> Objective
Duplicate all of the following records exactly, line for line, without changing anything.

[Excerpt from a dataset]
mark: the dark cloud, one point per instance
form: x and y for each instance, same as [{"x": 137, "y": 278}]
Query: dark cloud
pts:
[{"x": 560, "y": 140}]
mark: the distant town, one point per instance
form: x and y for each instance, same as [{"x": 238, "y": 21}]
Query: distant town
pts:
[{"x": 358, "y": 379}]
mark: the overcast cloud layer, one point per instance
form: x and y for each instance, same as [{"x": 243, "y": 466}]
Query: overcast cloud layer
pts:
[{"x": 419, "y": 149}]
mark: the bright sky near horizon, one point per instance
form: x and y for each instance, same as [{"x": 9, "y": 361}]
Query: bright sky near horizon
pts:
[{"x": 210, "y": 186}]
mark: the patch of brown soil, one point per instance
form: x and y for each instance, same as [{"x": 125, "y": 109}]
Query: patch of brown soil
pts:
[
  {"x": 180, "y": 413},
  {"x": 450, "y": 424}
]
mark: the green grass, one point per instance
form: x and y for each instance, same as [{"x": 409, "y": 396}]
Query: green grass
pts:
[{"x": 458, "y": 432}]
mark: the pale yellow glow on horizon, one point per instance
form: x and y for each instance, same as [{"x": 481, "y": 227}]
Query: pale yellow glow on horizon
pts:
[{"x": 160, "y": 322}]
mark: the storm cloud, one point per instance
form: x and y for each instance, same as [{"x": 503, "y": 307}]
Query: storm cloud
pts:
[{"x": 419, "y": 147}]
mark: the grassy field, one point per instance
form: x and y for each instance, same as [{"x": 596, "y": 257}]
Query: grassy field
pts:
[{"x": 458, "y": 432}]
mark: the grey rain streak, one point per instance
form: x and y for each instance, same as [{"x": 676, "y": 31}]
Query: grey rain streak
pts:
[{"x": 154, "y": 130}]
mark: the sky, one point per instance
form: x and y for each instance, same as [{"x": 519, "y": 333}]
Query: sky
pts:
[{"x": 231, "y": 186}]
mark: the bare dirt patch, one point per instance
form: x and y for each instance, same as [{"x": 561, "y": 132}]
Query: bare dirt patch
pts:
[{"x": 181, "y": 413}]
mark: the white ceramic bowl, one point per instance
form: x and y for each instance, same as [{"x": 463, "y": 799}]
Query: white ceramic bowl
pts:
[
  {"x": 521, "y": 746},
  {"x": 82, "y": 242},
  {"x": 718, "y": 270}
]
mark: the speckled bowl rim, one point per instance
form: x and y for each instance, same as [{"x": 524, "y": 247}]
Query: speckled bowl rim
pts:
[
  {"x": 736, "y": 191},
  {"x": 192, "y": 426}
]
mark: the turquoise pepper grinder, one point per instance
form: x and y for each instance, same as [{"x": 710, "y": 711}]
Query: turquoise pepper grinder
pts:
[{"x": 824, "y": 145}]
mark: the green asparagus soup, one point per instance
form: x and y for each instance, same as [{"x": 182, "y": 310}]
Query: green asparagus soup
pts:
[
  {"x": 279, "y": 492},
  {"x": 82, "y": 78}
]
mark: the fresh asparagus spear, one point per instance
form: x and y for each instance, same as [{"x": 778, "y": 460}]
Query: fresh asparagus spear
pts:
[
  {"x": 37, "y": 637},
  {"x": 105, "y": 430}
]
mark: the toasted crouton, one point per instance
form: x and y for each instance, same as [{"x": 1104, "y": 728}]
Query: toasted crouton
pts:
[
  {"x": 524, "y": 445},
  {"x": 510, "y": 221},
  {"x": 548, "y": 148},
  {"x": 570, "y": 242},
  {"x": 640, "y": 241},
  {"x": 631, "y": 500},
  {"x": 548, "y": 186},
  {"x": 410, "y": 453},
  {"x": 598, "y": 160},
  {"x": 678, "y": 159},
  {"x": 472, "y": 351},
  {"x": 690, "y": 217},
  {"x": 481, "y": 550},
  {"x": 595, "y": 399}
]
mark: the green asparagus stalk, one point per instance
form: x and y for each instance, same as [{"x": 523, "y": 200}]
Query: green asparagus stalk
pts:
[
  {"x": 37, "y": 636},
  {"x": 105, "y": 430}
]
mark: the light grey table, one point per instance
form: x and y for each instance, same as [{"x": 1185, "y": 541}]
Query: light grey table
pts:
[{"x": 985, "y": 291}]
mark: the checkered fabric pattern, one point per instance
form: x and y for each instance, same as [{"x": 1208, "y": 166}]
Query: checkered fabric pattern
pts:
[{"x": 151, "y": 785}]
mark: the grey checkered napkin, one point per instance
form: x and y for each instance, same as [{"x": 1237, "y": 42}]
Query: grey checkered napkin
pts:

> Response to this task
mark: the dark cloud, one point per instance
form: x and y for each instance, same as [{"x": 137, "y": 278}]
Query: dark cloud
pts:
[{"x": 560, "y": 140}]
mark: the distant town, one point per instance
form: x and y for each instance, same as [{"x": 238, "y": 21}]
Query: distant town
pts:
[{"x": 358, "y": 379}]
mark: the overcast cloud layer, one point per instance
form: x and y for each instance, same as [{"x": 243, "y": 466}]
Query: overcast cloud layer
pts:
[{"x": 419, "y": 149}]
mark: the bright sky near horizon, one point per instance
form: x and y for each instance, same as [{"x": 9, "y": 361}]
Query: bright sky near horizon
pts:
[{"x": 210, "y": 186}]
mark: the patch of brown soil, one point per instance
form: x and y for each instance, same as [{"x": 125, "y": 109}]
Query: patch of brown soil
pts:
[
  {"x": 180, "y": 413},
  {"x": 450, "y": 424}
]
mark: the green grass, one point per instance
form: x and y for each instance, same as [{"x": 409, "y": 396}]
Query: green grass
pts:
[{"x": 458, "y": 432}]
mark: the pale yellow glow on horizon, one point per instance
form: x and y for each instance, same as [{"x": 481, "y": 227}]
Query: pale yellow glow on horizon
pts:
[{"x": 160, "y": 322}]
mark: the storm cloud, one point per instance
form: x and y for each instance, same as [{"x": 503, "y": 307}]
Query: storm cloud
pts:
[{"x": 419, "y": 147}]
mark: the grassy field, one point per instance
form: x and y for each instance, same as [{"x": 596, "y": 257}]
Query: grassy field
pts:
[{"x": 458, "y": 432}]
mark: the grey rain streak, one point per instance
form: x and y for each instance, same as [{"x": 676, "y": 31}]
Query: grey rain streak
pts:
[{"x": 154, "y": 130}]
mark: the sky, one point per instance
form: x and y for each instance, same as [{"x": 519, "y": 333}]
Query: sky
pts:
[{"x": 231, "y": 186}]
mark: the bare dirt patch, one point per instance
form: x and y for each instance, same as [{"x": 561, "y": 132}]
Query: bare dirt patch
pts:
[{"x": 181, "y": 413}]
mark: the white ceramic bowl, one point per instance
form: x and y for each instance, same as [{"x": 463, "y": 799}]
Query: white ceramic bowl
pts:
[
  {"x": 521, "y": 746},
  {"x": 82, "y": 242},
  {"x": 718, "y": 270}
]
mark: the speckled bowl rim, one point per instance
form: x and y for each instance, same as [{"x": 524, "y": 247}]
Query: speckled bowl rim
pts:
[
  {"x": 736, "y": 191},
  {"x": 192, "y": 426}
]
mark: the turquoise pepper grinder, one point per instance
form: x and y for each instance, same as [{"x": 710, "y": 711}]
Query: turquoise pepper grinder
pts:
[{"x": 824, "y": 145}]
mark: the green asparagus soup, one point per instance
form: x and y for each instance, same as [{"x": 182, "y": 310}]
Query: green asparagus soup
pts:
[
  {"x": 279, "y": 492},
  {"x": 82, "y": 78}
]
mark: the fresh asparagus spear, one point per instance
form: x and y for each instance, same as [{"x": 778, "y": 460}]
Query: fresh asparagus spear
pts:
[
  {"x": 37, "y": 637},
  {"x": 105, "y": 430}
]
mark: the toasted crouton, one point per instance
form: x and y for each instance, same as [{"x": 1104, "y": 728}]
Query: toasted crouton
pts:
[
  {"x": 524, "y": 445},
  {"x": 510, "y": 221},
  {"x": 548, "y": 148},
  {"x": 570, "y": 242},
  {"x": 640, "y": 241},
  {"x": 631, "y": 500},
  {"x": 548, "y": 186},
  {"x": 410, "y": 453},
  {"x": 598, "y": 160},
  {"x": 678, "y": 159},
  {"x": 472, "y": 351},
  {"x": 690, "y": 217},
  {"x": 481, "y": 550},
  {"x": 595, "y": 399}
]
mark: the green asparagus stalk, one point per instance
form: x and y for each instance, same as [{"x": 523, "y": 200}]
Query: green asparagus stalk
pts:
[
  {"x": 37, "y": 636},
  {"x": 105, "y": 430}
]
mark: the light grey table, one point per instance
form: x and y for each instance, same as [{"x": 1185, "y": 541}]
Query: light grey table
pts:
[{"x": 985, "y": 291}]
mark: the checkered fabric pattern, one point per instance
form: x and y for each instance, same as [{"x": 1208, "y": 166}]
Query: checkered fabric pattern
pts:
[{"x": 151, "y": 785}]
mark: the grey checkered napkin, one point per instance
form: x and y for each instance, same as [{"x": 1237, "y": 42}]
Query: grey checkered napkin
pts:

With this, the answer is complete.